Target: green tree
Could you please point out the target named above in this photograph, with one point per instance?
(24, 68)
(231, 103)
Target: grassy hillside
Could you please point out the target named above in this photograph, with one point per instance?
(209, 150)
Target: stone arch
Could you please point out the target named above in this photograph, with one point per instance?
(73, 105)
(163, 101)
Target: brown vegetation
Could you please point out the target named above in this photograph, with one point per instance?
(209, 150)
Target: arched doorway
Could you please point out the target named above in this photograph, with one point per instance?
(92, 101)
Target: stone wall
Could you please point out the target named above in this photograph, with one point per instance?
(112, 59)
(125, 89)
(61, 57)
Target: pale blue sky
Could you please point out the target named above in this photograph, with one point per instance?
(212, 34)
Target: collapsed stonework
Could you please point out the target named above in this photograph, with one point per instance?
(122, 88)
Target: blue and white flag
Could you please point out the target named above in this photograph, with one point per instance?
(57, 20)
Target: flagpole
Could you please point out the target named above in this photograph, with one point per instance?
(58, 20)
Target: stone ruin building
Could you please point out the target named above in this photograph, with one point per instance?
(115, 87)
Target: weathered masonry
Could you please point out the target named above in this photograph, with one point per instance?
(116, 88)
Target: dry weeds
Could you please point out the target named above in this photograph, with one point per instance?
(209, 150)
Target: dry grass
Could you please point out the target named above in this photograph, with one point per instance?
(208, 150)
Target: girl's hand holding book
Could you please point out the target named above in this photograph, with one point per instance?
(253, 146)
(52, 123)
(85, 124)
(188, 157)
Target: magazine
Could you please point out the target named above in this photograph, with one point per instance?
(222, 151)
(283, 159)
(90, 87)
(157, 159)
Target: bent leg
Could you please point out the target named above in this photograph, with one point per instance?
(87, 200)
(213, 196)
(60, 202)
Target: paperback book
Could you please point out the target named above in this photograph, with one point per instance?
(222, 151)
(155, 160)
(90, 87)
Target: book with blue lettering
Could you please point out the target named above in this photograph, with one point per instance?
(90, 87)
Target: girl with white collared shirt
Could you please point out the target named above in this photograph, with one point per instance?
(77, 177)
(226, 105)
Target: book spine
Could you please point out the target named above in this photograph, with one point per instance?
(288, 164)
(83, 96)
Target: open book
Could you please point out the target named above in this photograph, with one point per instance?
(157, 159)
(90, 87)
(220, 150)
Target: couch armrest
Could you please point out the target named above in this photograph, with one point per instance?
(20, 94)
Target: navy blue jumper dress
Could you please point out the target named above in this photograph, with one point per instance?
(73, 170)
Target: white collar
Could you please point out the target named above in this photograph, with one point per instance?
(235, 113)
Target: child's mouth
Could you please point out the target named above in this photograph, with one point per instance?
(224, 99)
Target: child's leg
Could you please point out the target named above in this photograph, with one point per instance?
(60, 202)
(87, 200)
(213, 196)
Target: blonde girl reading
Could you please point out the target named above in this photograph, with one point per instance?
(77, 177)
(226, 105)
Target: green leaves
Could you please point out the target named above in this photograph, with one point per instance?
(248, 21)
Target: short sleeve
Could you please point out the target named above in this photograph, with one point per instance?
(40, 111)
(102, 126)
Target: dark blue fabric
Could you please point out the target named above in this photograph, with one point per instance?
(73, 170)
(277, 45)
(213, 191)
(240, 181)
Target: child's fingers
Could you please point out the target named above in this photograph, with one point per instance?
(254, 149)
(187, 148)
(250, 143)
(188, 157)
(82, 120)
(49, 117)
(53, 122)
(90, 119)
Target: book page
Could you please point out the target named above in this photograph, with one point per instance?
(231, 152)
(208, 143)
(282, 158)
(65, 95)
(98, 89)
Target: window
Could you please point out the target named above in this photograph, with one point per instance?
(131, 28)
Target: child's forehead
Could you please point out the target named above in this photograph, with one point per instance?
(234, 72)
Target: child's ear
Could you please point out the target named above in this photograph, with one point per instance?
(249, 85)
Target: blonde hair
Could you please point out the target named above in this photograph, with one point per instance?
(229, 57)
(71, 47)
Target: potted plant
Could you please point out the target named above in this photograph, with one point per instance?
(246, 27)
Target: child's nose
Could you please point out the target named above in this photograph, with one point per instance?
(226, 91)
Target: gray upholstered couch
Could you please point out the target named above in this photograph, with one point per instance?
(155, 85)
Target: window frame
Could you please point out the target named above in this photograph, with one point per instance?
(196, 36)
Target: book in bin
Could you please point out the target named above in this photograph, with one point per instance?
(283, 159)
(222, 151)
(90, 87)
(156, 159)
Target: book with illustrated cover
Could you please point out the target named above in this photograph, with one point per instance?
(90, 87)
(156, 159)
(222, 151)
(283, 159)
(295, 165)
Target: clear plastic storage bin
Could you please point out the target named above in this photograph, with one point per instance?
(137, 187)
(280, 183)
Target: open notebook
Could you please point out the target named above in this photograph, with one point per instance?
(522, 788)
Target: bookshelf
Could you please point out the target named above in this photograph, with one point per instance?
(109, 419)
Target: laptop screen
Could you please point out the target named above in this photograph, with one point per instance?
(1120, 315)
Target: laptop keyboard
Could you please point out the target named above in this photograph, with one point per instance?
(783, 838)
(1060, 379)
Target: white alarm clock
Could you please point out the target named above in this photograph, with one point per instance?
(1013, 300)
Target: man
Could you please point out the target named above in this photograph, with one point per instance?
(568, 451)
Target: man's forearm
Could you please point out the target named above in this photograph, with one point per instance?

| What is needed |
Copy each line of the listing that contains "blue".

| Result |
Target: pale blue sky
Target: blue and white flag
Target: book with blue lettering
Target: navy blue jumper dress
Target: dark blue fabric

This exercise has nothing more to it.